-- Request --
Copy every line of the items below that contains the string "tree", matching case exactly.

* BEGIN Extracted records *

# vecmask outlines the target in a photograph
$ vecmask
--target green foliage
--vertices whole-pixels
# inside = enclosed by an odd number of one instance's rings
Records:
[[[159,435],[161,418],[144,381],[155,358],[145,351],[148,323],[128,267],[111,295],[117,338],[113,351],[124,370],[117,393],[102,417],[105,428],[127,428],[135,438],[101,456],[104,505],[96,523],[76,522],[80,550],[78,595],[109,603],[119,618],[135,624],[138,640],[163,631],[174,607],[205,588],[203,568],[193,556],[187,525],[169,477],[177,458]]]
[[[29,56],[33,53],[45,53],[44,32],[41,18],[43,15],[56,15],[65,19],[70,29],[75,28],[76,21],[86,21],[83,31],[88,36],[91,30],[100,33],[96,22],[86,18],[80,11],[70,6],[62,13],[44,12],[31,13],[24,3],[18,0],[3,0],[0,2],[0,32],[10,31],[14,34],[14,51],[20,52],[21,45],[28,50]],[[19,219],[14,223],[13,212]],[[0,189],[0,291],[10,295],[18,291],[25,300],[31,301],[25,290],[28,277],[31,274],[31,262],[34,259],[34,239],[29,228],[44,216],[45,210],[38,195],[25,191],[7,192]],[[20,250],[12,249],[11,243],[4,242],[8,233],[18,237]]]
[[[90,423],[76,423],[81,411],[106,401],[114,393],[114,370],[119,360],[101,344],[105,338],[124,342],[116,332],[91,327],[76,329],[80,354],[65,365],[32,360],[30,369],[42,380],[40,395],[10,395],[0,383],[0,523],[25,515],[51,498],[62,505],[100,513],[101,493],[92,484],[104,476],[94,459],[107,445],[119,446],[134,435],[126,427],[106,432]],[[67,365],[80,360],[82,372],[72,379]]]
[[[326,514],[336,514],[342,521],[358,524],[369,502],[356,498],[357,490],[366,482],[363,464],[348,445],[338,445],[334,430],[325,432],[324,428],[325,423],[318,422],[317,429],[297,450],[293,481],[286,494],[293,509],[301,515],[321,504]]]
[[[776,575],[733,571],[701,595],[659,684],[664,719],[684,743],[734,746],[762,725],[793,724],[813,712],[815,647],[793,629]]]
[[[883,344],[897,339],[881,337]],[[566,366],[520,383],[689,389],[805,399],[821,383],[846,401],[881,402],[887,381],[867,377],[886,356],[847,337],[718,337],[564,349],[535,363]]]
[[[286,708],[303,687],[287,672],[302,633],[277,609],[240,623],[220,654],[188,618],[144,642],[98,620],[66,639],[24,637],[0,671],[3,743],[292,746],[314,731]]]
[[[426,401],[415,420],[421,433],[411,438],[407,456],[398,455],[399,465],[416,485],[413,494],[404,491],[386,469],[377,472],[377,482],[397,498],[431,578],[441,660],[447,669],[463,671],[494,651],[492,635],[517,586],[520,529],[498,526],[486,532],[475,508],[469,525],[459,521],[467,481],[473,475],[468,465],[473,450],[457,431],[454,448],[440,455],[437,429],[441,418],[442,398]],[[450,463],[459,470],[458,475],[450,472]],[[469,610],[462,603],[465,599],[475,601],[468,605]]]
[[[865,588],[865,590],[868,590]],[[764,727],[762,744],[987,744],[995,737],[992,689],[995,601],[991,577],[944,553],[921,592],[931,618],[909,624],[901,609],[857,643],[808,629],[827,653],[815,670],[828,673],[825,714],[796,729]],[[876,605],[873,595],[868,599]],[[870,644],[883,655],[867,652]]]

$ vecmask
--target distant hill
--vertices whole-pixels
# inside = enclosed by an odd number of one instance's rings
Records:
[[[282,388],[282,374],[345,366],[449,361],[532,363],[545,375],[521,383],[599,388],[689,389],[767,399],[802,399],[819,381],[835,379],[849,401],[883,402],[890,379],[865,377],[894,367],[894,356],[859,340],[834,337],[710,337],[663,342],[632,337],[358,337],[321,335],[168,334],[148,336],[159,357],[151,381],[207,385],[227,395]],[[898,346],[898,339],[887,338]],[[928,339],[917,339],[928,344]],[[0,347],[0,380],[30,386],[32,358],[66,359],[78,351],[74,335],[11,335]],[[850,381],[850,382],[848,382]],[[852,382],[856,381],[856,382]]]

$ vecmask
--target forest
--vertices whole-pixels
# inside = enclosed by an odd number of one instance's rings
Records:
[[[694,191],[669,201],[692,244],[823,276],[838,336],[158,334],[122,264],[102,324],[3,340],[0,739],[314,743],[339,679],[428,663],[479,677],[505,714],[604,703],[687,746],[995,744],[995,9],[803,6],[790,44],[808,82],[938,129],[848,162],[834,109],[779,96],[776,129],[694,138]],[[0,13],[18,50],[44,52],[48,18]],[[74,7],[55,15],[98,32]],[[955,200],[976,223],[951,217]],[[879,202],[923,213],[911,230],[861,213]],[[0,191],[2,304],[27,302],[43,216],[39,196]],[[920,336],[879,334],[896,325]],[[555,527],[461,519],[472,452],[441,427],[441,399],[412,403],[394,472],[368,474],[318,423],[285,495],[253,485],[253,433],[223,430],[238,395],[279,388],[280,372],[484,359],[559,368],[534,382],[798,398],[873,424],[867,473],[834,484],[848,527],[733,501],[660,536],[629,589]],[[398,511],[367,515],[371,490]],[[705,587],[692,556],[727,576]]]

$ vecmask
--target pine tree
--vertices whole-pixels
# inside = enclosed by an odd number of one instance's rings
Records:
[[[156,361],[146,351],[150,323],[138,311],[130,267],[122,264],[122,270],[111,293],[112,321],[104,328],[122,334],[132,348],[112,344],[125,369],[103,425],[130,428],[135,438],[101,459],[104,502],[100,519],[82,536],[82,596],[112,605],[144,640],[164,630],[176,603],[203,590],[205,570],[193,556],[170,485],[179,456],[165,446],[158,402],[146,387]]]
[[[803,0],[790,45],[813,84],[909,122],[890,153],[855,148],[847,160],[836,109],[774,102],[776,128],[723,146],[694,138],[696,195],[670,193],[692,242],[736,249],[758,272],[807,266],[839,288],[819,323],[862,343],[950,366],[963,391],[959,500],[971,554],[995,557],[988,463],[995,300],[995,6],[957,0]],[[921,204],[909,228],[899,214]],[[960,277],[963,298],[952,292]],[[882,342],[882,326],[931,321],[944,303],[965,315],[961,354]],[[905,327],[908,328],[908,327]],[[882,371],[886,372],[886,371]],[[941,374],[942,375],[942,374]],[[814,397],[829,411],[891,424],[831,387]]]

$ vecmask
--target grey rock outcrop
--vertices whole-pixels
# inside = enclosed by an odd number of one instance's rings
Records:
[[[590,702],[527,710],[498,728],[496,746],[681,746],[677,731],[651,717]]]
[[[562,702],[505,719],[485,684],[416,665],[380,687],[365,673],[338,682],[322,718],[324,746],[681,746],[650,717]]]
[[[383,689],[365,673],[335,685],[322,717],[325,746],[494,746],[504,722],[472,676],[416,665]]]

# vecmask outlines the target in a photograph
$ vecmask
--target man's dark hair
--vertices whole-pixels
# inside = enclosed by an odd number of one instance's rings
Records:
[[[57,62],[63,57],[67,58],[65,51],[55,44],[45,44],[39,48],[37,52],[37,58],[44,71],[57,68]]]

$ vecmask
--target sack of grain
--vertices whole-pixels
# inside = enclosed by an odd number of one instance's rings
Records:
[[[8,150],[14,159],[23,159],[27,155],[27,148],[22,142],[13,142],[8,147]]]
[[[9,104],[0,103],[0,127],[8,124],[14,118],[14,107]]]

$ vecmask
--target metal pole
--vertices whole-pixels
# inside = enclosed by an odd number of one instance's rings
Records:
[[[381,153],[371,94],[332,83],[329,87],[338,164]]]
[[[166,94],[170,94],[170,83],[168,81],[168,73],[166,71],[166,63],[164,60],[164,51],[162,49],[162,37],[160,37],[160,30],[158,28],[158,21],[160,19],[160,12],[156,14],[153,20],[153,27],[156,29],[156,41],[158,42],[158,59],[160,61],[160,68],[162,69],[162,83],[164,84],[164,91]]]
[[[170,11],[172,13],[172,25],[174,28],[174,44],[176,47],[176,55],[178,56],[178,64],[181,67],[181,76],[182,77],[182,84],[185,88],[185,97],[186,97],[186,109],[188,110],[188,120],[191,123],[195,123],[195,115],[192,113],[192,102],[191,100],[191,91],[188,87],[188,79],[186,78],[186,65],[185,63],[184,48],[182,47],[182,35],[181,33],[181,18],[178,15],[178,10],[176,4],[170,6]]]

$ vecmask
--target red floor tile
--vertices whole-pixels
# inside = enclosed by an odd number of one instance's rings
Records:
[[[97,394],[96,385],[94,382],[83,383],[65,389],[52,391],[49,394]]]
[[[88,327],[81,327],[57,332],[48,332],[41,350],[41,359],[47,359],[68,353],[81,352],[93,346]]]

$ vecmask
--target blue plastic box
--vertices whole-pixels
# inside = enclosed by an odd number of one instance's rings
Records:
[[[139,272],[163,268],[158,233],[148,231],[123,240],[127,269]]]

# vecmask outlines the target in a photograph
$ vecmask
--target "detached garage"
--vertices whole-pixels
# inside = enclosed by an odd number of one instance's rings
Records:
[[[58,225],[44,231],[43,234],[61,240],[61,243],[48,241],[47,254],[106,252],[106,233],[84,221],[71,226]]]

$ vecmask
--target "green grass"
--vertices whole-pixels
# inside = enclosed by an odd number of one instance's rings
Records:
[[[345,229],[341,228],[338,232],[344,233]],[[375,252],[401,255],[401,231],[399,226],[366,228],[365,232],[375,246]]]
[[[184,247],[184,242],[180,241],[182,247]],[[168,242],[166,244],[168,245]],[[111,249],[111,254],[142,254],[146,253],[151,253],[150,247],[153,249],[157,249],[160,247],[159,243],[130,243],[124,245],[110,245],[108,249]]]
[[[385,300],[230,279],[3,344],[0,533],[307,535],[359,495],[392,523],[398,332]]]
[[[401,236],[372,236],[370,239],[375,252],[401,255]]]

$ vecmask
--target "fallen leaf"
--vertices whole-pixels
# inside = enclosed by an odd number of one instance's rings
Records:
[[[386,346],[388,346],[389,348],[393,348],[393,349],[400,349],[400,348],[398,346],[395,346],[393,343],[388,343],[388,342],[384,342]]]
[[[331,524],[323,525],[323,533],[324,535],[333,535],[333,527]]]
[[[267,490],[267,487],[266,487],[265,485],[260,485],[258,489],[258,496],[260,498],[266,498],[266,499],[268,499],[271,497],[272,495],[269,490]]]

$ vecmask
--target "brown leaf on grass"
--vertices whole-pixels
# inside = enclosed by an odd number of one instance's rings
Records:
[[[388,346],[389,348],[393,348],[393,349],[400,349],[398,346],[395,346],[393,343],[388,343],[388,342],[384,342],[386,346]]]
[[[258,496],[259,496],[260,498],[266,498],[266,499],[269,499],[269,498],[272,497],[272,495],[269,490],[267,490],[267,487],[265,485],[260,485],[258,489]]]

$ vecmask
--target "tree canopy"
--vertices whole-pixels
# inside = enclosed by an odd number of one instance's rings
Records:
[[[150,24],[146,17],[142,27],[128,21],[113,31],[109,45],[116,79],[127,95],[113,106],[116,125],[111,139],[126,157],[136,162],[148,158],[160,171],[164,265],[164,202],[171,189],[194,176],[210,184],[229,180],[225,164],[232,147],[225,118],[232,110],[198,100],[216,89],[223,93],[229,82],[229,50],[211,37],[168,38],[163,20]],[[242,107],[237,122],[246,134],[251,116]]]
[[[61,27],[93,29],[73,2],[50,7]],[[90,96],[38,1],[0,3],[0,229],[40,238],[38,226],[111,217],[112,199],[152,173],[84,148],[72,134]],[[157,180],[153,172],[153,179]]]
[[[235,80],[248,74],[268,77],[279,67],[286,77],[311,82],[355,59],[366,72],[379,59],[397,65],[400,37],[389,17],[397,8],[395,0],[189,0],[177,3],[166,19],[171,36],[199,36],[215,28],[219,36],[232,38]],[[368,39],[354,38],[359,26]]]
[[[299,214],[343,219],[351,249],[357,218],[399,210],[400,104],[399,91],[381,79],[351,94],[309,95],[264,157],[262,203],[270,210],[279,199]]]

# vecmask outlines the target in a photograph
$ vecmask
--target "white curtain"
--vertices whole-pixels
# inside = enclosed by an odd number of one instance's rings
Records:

* END Extracted records *

-- Answer to the task --
--target pine tree
--target "tree canopy"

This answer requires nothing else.